Can you gather every line in the data below that contains the string "bird"? Case counts, so a version with different capitalization doesn't match.

++++ SOURCE MATERIAL

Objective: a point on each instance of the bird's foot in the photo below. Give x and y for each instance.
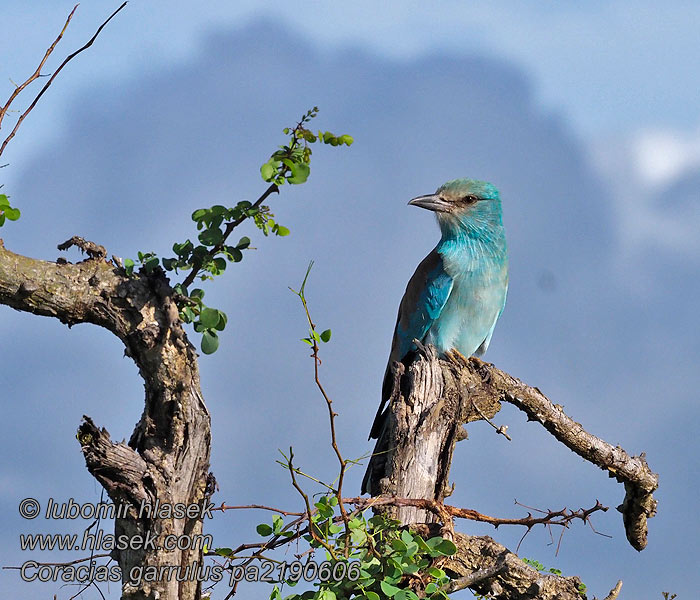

++++++++
++++ SOURCE MATERIAL

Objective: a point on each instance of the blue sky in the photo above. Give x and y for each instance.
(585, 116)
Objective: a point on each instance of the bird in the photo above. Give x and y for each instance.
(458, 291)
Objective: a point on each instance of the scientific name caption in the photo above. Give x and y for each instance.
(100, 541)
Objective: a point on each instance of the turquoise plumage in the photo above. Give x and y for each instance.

++++++++

◆ SOLUTION TO THIS TASK
Objective: a point on each instance of the bird's foot in the photo below. Give x and y for each instance.
Objective: a point on each instance of the bird in the photo above. Give x and y for each instance.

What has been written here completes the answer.